Required work >> Reproduce only the lines that run from the line containing "Exercise. Spot the forearm" to the end of the entries below, exactly as they stand.

(Stored items)

Content starts

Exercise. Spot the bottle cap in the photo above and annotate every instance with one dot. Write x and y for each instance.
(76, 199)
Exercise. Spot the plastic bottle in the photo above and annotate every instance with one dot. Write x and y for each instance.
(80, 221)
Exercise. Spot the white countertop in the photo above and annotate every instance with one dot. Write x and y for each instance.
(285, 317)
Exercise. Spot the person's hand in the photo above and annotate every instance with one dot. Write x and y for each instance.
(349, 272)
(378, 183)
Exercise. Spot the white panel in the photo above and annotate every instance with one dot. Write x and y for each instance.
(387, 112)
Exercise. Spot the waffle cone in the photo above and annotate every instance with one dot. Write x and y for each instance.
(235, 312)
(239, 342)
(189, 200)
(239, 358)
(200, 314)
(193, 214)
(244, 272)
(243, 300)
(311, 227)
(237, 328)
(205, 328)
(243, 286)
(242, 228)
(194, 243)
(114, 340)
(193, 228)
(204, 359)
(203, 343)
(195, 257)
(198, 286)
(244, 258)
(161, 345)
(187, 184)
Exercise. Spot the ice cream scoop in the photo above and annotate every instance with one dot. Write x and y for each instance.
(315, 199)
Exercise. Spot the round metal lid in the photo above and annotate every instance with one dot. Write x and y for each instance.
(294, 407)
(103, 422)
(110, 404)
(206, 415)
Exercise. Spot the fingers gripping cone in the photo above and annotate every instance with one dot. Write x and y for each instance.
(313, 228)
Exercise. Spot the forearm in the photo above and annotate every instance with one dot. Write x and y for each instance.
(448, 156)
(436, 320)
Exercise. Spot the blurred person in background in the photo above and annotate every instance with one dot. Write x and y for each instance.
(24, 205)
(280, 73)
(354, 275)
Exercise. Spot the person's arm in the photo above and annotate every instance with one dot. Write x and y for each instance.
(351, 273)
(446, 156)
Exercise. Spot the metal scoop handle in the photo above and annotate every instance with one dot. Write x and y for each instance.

Content ends

Solution for this exercise >>
Exercise. Spot the forearm in the photo above and annotate every instance with one dot. Write x and y for each instance.
(448, 156)
(436, 320)
Exercise. Spot the blurred person in background in the photo above and annotate every instance with one dot. Write x and y for each instance.
(24, 205)
(280, 73)
(354, 275)
Exercise. Spot the person's arm in the photo above and annotate every instance with one dot. Write x and y for each instance.
(351, 273)
(446, 156)
Exercise. Spot the metal scoop handle in the photo above and annotate every instance with one dot. Write x and y for each instance.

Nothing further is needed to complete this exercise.